◆ READING PASSAGE
%%
Survey strengths and limitations

This is one of the few surveys illuminating the use of GenAI among GPs in the UK, which is its main strength. However, this study also has several limitations that must be acknowledged. Firstly, the non-probability sampling method limits the generalizability of the findings. Doctors.net.uk is a widely used professional platform that reaches a significant number of UK GPs. Our sample was representative of the UK GP population when considering age and region of practice based on the GMC Registry (see Appendix 3). However, our sample had an equal gender split among respondents, while nationally, there are more women than men (58% vs 42%, respectively). This may have influenced some findings, for example, the effect of gender on the use of GenAI, including for specific tasks.

Meanwhile, it is conceivable that those who do not engage with online medical communities, are not on Doctors.net.uk, or are less active online in their daily work were not represented by our survey. Although stratified sampling was used to approximate the national GP age and gender distribution, the non-probability nature of the sample means self-selection bias remains possible. Respondents may be more digitally engaged, or more interested in GenAI than the wider GP population. These factors could limit the generalizability of our findings to GPs who are less familiar with, or less inclined to use, digital tools in their clinical practice.

The survey results may have been influenced by responder bias, particularly if participants who were already inclined to use GenAI were more likely to respond. This may lead to an overrepresentation of AI users in the study sample, and the true number may be lower. This study relied entirely on self-reported data, which cannot be independently verified and may be subject to recall or social desirability bias; future research should triangulate self-report with objective measures such as system usage logs, electronic health record integration data, or qualitative interviews to validate and contextualize reported usage patterns.

During the statistical analysis, several chi-square tests were conducted: as a result, there is an increased risk of Type I error, and caution should be exercised when interpreting the results. Finally, while our central concern was with GPs’ GenAI adoption and usage patterns, we emphasize that we did not evaluate whether these tools improved diagnostic accuracy, treatment outcomes, or patient satisfaction.
%%
◆ GIVEN RECORDS
%%
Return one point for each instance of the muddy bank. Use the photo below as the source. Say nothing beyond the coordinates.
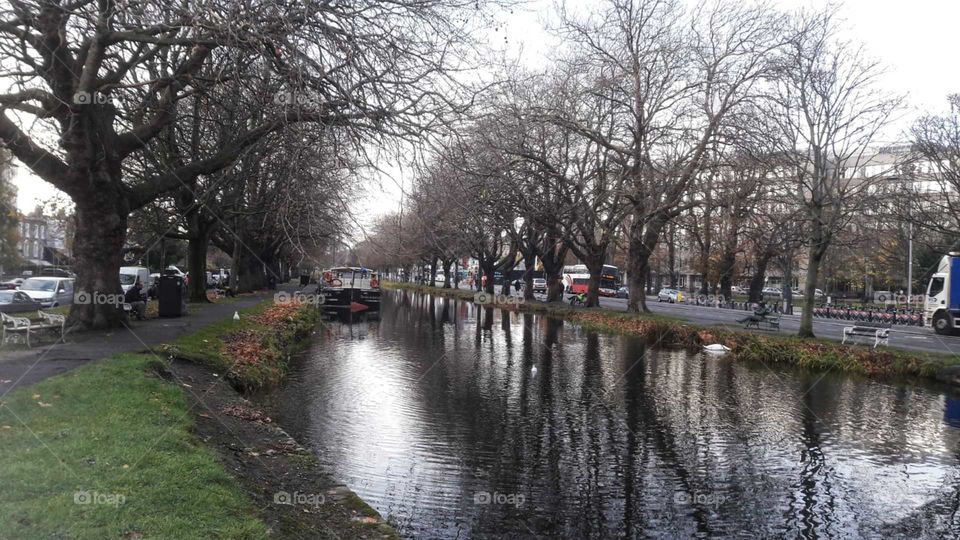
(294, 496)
%%
%%
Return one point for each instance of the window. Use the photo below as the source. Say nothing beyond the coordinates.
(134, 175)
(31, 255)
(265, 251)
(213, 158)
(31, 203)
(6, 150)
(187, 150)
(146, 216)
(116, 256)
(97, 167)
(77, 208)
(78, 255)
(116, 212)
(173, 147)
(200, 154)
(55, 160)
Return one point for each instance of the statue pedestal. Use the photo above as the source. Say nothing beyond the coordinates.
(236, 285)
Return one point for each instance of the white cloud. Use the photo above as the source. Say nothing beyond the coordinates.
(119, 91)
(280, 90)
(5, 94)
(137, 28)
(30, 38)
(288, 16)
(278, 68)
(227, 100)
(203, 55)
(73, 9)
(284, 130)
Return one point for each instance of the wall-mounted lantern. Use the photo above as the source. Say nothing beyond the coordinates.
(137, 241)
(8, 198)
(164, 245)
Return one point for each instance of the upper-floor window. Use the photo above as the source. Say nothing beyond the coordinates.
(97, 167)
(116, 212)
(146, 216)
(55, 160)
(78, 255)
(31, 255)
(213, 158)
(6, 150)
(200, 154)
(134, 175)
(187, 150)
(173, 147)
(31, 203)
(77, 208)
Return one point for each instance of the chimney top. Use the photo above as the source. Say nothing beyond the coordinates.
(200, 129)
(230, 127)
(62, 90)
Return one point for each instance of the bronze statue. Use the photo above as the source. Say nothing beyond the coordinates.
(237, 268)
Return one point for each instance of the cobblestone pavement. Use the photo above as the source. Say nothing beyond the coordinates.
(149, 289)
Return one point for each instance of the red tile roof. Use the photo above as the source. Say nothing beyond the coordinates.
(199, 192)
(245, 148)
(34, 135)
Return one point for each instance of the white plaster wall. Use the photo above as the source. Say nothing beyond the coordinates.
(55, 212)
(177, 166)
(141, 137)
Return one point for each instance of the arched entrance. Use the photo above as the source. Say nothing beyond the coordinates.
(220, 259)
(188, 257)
%%
◆ QUESTIONS
• a. Revise the passage on survey strengths and limitations from "Survey strengths and" up to and including "for specific tasks.", replacing "GenAI" with "generative AI".
• b. Do the following statements agree with the passage on survey strengths and limitations? Answer yes or no for each, quoting the deciding words of the passage. (i) Women outnumbered men among the survey respondents. (ii) The study assessed whether the tools improved patient satisfaction. (iii) Conducting several chi-square tests raised the risk of Type I error.
• c. Continue the passage on survey strengths and limitations, beginning after its final sentence.

◆ ANSWERS GIVEN
• a.
Survey strengths and limitations

This is one of the few surveys illuminating the use of generative AI among GPs in the UK, which is its main strength. However, this study also has several limitations that must be acknowledged. Firstly, the non-probability sampling method limits the generalizability of the findings. Doctors.net.uk is a widely used professional platform that reaches a significant number of UK GPs. Our sample was representative of the UK GP population when considering age and region of practice based on the GMC Registry (see Appendix 3). However, our sample had an equal gender split among respondents, while nationally, there are more women than men (58% vs 42%, respectively). This may have influenced some findings, for example, the effect of gender on the use of generative AI, including for specific tasks.

• b.
(i) No: "our sample had an equal gender split among respondents"
(ii) No: "we did not evaluate whether these tools improved diagnostic accuracy, treatment outcomes, or patient satisfaction"
(iii) Yes: "several chi-square tests were conducted: as a result, there is an increased risk of Type I error"

• c.
Future research directions

Future studies could build on this longitudinal foundation by incorporating predictive modelling to forecast adoption trajectories, qualitative research to capture in-depth perspectives from both early and late adopters, and comparative international analyses to contextualize UK trends. Given the increasing adoption of GenAI in primary care, future research should focus on several key areas. First, studies should assess how AI influences clinical decision-making and patient outcomes, moving beyond self-reported efficiency improvements to measurable clinical benefits. Controlled trials could compare AI-assisted and non-AI-assisted diagnostic accuracy, treatment planning, and patient engagement.

Second, research should explore the ethical and regulatory challenges associated with AI integration in clinical practice. Issues such as data privacy, bias in AI-generated recommendations, and medico-legal responsibility require urgent attention. Investigating how these concerns affect GP adoption rates and trust in AI will be essential for developing appropriate guidelines.

Third, training interventions should be developed and evaluated. With 95% of surveyed GPs reporting no formal training, structured educational programs tailored to different levels of AI proficiency should be implemented and assessed. ²⁶ Future studies could examine the effectiveness of AI training programs in improving clinical safety, reducing errors, and enhancing the overall integration of GenAI into practice.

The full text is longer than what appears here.